EXERCISE DESCRIPTION: Present the lines below as a numbered list, leaving out any blank lines.

>> begin TASK MATERIAL

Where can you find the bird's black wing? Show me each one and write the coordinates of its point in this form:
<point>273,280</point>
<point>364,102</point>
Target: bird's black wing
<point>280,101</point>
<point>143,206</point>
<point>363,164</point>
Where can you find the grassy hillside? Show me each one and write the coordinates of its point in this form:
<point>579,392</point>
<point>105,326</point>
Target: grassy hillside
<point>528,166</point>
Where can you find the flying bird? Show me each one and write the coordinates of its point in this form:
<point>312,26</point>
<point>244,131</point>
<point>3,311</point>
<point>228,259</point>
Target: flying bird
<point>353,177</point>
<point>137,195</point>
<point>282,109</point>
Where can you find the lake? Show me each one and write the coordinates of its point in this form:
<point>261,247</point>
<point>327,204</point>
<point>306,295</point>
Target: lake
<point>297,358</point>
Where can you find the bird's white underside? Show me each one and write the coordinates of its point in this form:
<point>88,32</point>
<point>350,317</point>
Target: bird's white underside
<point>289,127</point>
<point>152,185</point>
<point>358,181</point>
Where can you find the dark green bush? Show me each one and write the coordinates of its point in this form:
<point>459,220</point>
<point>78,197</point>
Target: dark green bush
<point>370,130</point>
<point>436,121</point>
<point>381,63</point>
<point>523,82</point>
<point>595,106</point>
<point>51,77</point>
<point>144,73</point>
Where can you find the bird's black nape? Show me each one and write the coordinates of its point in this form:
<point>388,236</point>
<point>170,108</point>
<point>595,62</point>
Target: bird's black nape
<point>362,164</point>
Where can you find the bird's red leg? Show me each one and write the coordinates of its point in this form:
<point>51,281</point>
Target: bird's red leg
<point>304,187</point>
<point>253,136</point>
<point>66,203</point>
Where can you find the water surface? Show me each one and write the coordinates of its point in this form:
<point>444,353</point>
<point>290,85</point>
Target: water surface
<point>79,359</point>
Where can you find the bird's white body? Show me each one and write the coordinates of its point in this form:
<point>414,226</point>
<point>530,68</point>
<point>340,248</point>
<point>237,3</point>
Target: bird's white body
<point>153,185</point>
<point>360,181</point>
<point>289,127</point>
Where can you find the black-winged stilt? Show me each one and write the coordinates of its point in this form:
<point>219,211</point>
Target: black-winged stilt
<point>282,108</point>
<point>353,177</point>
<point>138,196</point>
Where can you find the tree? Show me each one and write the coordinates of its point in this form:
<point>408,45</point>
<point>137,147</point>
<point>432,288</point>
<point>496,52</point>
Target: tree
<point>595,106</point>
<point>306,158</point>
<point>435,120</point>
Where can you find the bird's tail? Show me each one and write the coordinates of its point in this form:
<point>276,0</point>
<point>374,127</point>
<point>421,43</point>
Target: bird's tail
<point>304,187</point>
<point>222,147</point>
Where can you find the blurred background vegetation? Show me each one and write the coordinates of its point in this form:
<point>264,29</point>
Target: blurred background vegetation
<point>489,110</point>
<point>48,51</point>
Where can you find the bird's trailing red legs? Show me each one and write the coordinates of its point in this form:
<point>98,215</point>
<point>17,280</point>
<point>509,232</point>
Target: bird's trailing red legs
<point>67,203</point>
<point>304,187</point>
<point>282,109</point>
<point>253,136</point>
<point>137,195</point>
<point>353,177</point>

>> end TASK MATERIAL

CORRECT ANSWER:
1. Where can you find the bird's black wing? Show me each one and write the coordinates of its point in this form:
2. <point>273,280</point>
3. <point>364,102</point>
4. Target: bird's black wing
5. <point>280,101</point>
6. <point>143,206</point>
7. <point>363,164</point>
8. Where can you find the grassy hillside? Show me each one and write the coordinates of its point in this form:
9. <point>579,392</point>
10. <point>105,326</point>
11. Target: grassy hillside
12. <point>528,166</point>
13. Where can you find the flying bird? Show me each one and write the coordinates of its point in this form:
14. <point>312,26</point>
15. <point>244,131</point>
16. <point>3,311</point>
17. <point>228,259</point>
18. Target: flying bird
19. <point>353,177</point>
20. <point>137,195</point>
21. <point>282,109</point>
22. Where can you find the lake? Show me each one and write the coordinates of its point in this form:
23. <point>261,247</point>
24. <point>327,204</point>
25. <point>306,295</point>
26. Target: lake
27. <point>297,358</point>
28. Where can you find the bird's white underside? Show me each one and write the coordinates of its point in this form:
29. <point>88,32</point>
30. <point>350,317</point>
31. Target: bird's white underside
32. <point>289,127</point>
33. <point>152,185</point>
34. <point>358,181</point>
35. Where can you find the dark green bush? Show me each one and write the coordinates of its point in this form:
36. <point>459,220</point>
37. <point>78,197</point>
38. Target: dark green bush
39. <point>370,130</point>
40. <point>436,121</point>
41. <point>381,63</point>
42. <point>523,82</point>
43. <point>595,106</point>
44. <point>51,77</point>
45. <point>144,73</point>
46. Where can you find the bird's black nape? Show me each one and write the coordinates of its point in this form:
47. <point>388,236</point>
48. <point>170,108</point>
49. <point>595,62</point>
50. Target: bird's black nape
51. <point>362,164</point>
52. Where can you find the bird's red leg? Show me each one and write the coordinates of its point in this form:
53. <point>51,281</point>
54. Target: bird's red leg
55. <point>304,187</point>
56. <point>253,136</point>
57. <point>66,203</point>
58. Where can you find the water surface? Show me each one and write the coordinates of its point in this form:
59. <point>444,353</point>
60. <point>290,85</point>
61. Target: water surface
62. <point>79,359</point>
63. Where can you find the bird's white body? Show me each one and write the coordinates of its point in this form:
64. <point>414,226</point>
65. <point>530,68</point>
66. <point>340,248</point>
67. <point>237,3</point>
68. Target: bird's white body
69. <point>153,185</point>
70. <point>360,181</point>
71. <point>289,127</point>
72. Where can you find the black-winged stilt? Show me each one and write the coordinates of its point in this form:
73. <point>219,211</point>
74. Target: black-winged stilt
75. <point>282,108</point>
76. <point>353,177</point>
77. <point>138,196</point>
78. Where can you find the tree? Show me each one and write the coordinates of its point in this form:
79. <point>408,45</point>
80. <point>137,147</point>
81. <point>432,288</point>
82. <point>496,52</point>
83. Target: tree
84. <point>595,106</point>
85. <point>306,158</point>
86. <point>435,120</point>
87. Where can you find the bird's tail? Show me each one and write the coordinates of its point in this form:
88. <point>276,0</point>
89. <point>374,127</point>
90. <point>421,43</point>
91. Target: bird's tail
92. <point>304,187</point>
93. <point>222,147</point>
94. Where can you find the blurred background vegetation? Show me each one and write the coordinates of its point in this form:
95. <point>264,29</point>
96. Target: blurred background vegetation
97. <point>489,110</point>
98. <point>48,51</point>
99. Where can you find the bird's trailing red legs? Show me each one and write the coordinates of its point in this form:
100. <point>98,215</point>
101. <point>17,280</point>
102. <point>509,232</point>
103. Target: bird's trailing red legs
104. <point>67,203</point>
105. <point>304,187</point>
106. <point>282,109</point>
107. <point>253,136</point>
108. <point>137,195</point>
109. <point>353,177</point>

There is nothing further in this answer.